Excerpt:
[START]
Devrep what boat do you have? Sounds like they have it setup right. But my HB has me behind the transom. Do you kinda see the point I am bringing up now? Remember the skiffs in the 80s/early 90s. They all had the platforms angled behind the transom. Well nobody does that anymore thankfully. And it's for the same reason I am referencing. Now let's take my HB. Even though my engine out weighs me at 248 pounds. I can pick up more draft if I redesigned my platform to get out over or in front of the transom. Then I would be taking full advantage of the transom. But that would be in the way on the back deck. Unless it had a extreme curvature from the back to the front.


----------



## swaddict (Dec 19, 2009)

That's the reason I had a platform built that was in front of my transom for my 17T. Granted it's not a technical poling skiff, but with the original platform angled towards the back I was always on the very front edge of the platform. It feels better when poling with my weight in front of the motor.


----------



## swampfox (May 9, 2007)

Exactly! Now imagine if a big 2x3 center section of your transom area was removed with your old platform. Body placement far out weighs small motor placement.


----------



## el9surf (Dec 23, 2008)

Once you get an angler up on the bow the boat balances out sponsons or not. If the platform is too far forward you lose deck space and potentially interfere with poling. I have had skiffs with and without. Seems like the added buoyancy helps to maintain float with a heavier power option. Pros and cons both ways.....


----------



## permitchaser (Aug 26, 2013)

My poling platform is over the transom and if the motor is straight down I would be over the front of the motor, but I pole it with the motor tilted up so I would be over the motor. I thought the Sponsons helped with draft. And if your not over the motor its harder to pole

My boat was built in "97. It has a splashed Maverick hull. I don't really know how it poles because I have only poled it in a 30 mph wind. I hope I get another chance in 2 weeks when I'll be on some flats in NC

I have no illusions that I have a technical skiff

Wondering if it would be better if my toes were over the front of the platform when I pole


----------



## swampfox (May 9, 2007)

EL9surf I see were you coming from as it feeling good balance wise. That's probably why most of us haven't gave it much thought. But these small skiffs are designed and built from the start to be stupid skinny. And are advertised as such. Even to the point of some possible exaggeration on the builders part : But then they go with some platform placement that not only doesn't take full advantage. But could even add to the draft. I'm just getting technical as far the loss of displacement/leverage/man vs. motor weight.


----------



## copperhead (May 30, 2008)

Is the glass half-empty or half-full?
[END]
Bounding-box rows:
[START]
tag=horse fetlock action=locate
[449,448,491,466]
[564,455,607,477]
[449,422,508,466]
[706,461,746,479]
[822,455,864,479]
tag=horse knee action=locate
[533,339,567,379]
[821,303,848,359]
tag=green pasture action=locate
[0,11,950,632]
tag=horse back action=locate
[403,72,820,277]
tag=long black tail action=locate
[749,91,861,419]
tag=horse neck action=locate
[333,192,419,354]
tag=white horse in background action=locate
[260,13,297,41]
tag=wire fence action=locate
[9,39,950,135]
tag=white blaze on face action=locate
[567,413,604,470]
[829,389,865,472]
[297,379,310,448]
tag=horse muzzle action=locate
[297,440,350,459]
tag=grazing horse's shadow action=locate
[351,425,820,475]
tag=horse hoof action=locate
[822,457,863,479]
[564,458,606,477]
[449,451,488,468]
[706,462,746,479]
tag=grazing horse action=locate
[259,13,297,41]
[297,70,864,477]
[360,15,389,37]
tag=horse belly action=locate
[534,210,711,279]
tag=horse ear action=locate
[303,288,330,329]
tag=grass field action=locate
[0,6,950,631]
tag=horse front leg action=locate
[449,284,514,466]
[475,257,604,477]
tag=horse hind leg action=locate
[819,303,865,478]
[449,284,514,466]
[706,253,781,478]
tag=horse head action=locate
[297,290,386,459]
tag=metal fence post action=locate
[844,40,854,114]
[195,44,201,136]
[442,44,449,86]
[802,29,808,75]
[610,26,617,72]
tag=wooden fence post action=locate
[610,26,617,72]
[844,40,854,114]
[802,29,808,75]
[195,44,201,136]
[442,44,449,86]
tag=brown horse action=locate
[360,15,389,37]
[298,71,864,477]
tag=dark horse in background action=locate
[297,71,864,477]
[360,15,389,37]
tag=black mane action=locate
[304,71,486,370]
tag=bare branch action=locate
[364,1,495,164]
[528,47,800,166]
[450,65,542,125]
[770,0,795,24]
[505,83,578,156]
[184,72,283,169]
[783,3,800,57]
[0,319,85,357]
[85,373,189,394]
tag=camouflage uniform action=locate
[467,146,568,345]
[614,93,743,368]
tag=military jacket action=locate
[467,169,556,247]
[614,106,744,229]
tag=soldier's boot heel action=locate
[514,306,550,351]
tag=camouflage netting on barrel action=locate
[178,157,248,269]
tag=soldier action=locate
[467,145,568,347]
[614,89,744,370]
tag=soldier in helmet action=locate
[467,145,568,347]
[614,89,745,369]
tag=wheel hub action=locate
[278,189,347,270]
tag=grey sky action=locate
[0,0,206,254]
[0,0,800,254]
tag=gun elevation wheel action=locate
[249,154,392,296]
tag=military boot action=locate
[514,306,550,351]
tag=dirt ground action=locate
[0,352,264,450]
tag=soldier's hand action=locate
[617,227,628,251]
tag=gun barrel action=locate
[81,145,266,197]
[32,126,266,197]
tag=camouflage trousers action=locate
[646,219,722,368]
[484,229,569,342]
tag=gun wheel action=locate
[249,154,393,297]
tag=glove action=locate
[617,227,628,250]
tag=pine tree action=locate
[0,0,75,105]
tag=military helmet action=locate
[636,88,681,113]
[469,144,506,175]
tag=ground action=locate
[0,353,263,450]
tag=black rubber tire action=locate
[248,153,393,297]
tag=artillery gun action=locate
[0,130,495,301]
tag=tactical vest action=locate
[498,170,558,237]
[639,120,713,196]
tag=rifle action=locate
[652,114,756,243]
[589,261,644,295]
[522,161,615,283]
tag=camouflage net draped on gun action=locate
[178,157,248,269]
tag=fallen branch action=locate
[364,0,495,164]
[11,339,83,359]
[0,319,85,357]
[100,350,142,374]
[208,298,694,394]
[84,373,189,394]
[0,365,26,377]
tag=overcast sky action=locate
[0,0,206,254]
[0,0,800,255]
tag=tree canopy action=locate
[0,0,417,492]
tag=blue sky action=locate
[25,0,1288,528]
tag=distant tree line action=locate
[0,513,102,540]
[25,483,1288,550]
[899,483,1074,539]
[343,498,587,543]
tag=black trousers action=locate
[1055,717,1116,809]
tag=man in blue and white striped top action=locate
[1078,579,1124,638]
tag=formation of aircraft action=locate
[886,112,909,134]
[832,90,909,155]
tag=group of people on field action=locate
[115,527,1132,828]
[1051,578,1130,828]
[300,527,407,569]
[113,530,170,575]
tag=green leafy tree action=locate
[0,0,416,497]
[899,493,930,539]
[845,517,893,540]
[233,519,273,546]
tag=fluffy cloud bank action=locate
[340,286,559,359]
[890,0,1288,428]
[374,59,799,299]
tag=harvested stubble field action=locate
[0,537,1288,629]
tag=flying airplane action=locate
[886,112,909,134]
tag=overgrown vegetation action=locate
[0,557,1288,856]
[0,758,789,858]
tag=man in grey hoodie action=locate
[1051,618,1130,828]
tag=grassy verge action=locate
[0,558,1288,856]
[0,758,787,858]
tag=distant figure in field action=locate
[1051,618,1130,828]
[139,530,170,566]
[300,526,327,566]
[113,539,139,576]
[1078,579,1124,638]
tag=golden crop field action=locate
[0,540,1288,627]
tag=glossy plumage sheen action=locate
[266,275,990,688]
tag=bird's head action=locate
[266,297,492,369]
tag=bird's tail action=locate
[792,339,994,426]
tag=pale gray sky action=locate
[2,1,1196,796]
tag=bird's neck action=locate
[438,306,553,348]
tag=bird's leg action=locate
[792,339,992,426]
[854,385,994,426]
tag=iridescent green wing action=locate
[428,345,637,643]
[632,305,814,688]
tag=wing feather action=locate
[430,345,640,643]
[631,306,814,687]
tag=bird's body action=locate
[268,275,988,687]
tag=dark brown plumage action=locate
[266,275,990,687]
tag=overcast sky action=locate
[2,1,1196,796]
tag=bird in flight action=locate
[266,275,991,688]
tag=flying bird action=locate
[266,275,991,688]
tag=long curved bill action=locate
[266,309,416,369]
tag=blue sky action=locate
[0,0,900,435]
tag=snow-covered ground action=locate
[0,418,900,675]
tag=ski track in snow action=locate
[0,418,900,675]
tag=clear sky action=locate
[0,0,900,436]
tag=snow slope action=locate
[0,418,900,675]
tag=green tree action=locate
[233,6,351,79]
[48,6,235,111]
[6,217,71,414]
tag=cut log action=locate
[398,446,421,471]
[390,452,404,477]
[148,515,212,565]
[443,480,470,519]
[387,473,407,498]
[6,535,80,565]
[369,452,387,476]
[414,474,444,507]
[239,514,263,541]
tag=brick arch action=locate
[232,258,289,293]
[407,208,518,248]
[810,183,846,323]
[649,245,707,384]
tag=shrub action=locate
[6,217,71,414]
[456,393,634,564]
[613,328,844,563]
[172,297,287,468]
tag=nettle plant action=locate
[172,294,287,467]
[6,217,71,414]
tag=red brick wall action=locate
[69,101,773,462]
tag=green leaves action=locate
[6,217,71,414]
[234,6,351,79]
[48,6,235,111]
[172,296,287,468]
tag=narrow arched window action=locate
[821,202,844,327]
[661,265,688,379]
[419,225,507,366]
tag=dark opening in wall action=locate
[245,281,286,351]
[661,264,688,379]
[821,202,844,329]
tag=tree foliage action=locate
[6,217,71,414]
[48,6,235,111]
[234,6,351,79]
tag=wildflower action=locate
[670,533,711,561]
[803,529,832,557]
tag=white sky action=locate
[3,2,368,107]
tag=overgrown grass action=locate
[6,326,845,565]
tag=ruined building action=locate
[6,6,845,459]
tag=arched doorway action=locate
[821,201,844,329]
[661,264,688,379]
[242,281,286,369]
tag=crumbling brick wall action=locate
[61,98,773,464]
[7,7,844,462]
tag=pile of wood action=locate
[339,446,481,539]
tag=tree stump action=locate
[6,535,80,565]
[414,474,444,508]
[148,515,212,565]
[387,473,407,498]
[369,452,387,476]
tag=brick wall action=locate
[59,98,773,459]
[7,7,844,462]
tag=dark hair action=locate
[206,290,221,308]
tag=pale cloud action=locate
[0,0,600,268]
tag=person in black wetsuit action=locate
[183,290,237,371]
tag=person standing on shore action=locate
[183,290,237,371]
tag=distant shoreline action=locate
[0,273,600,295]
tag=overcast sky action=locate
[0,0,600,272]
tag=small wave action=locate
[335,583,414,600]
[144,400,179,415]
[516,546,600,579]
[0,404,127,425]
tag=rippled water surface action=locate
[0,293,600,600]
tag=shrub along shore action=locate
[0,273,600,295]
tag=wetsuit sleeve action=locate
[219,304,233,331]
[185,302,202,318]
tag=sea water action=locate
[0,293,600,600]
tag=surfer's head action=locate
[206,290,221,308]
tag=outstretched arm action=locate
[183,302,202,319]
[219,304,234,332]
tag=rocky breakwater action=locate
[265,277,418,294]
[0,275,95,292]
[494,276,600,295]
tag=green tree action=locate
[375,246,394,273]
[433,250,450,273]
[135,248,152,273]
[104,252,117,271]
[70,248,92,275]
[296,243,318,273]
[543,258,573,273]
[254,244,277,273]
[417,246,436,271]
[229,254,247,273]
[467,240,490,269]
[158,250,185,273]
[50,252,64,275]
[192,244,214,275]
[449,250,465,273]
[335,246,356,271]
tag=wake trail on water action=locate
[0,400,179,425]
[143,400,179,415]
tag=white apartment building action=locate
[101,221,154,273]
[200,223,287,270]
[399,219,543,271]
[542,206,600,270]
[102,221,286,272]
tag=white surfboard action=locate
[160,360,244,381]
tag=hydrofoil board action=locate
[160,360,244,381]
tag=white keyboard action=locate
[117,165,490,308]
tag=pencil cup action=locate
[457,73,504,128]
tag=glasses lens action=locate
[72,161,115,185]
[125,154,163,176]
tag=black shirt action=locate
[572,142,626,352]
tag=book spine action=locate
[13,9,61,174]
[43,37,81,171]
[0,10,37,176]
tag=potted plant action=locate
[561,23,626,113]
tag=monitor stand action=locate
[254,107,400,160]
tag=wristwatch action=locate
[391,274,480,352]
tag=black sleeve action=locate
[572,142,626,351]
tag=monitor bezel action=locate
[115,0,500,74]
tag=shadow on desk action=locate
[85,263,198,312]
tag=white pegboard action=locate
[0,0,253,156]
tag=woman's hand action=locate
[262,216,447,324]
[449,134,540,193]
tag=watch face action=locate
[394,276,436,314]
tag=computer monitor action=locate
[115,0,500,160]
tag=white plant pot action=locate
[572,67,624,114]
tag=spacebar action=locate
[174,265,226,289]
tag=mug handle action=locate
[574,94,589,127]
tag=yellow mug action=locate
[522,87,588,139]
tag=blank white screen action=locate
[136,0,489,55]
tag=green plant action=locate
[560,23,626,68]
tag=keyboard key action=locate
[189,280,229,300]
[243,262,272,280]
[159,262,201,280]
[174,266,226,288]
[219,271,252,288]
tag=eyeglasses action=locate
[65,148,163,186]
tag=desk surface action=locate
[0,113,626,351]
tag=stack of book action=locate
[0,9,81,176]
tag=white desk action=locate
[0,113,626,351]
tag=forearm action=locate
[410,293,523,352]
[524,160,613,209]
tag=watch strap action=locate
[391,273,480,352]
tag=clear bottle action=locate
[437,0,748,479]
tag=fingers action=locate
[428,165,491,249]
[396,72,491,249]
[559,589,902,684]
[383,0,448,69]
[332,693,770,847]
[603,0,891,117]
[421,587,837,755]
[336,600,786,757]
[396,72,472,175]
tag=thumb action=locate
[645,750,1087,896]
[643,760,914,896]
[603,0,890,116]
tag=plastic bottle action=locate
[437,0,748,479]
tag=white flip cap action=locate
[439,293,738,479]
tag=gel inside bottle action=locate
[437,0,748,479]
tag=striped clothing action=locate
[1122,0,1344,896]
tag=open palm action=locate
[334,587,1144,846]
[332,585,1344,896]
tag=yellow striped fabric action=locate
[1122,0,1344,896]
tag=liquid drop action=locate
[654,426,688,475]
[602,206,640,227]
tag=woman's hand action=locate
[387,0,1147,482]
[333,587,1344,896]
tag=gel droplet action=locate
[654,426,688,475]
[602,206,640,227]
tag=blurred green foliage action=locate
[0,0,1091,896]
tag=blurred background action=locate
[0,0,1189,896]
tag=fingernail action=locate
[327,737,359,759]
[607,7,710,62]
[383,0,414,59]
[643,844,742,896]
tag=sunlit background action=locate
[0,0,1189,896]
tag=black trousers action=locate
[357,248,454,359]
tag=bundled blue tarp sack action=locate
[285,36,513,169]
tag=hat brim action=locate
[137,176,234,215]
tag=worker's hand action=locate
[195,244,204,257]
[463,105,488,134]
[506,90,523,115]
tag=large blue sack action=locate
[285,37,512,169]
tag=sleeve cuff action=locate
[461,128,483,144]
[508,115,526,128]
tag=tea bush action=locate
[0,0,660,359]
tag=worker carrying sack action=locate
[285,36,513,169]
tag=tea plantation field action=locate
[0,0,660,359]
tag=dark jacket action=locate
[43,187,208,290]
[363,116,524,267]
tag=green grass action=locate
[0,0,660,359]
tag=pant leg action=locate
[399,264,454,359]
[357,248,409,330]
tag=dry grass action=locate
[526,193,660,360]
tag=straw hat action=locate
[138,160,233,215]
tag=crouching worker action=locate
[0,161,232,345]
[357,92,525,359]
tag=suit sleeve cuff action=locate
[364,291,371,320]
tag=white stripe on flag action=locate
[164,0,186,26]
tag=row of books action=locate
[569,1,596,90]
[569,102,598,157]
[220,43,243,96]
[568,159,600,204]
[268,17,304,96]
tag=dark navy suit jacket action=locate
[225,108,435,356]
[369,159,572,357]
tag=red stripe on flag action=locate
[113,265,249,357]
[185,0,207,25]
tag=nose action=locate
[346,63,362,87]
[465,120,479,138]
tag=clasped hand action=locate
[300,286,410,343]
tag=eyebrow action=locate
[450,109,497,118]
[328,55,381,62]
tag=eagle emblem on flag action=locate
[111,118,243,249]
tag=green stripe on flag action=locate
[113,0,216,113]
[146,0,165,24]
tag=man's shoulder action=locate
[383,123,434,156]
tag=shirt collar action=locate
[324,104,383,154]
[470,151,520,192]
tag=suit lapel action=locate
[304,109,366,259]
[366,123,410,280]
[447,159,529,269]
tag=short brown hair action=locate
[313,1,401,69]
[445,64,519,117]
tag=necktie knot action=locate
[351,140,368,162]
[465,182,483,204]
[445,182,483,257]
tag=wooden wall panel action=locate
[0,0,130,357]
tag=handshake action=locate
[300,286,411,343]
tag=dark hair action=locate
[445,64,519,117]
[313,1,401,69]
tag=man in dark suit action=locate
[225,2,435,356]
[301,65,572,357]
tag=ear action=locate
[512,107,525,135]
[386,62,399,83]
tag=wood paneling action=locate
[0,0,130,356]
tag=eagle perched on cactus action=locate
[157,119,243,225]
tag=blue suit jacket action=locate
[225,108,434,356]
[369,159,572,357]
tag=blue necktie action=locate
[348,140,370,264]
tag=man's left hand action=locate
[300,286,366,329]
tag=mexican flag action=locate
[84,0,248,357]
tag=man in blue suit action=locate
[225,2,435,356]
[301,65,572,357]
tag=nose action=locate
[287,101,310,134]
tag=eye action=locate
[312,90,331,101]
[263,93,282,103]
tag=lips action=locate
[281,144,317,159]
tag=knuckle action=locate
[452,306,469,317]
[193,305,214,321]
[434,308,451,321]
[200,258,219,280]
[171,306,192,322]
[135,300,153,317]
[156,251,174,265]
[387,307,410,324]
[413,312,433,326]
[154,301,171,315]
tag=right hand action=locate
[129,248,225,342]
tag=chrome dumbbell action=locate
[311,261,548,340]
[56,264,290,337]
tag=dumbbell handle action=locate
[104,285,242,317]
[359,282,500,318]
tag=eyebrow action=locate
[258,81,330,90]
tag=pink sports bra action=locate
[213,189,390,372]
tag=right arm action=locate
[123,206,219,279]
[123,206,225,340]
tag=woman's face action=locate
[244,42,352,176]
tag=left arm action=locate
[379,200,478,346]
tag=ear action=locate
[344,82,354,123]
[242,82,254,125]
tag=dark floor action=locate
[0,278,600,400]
[END]
Actions to take:
1. In the forum thread on poling platforms, which boat did swaddict have a platform built in front of the transom for?
2. Reproduce the forum thread on poling platforms from "## el9surf (Dec" up to and including "cons both ways.....".
The rows aren't needed here.

Problem solutions:
1. A 17T.

2.
## el9surf (Dec 23, 2008)

Once you get an angler up on the bow the boat balances out sponsons or not. If the platform is too far forward you lose deck space and potentially interfere with poling. I have had skiffs with and without. Seems like the added buoyancy helps to maintain float with a heavier power option. Pros and cons both ways.....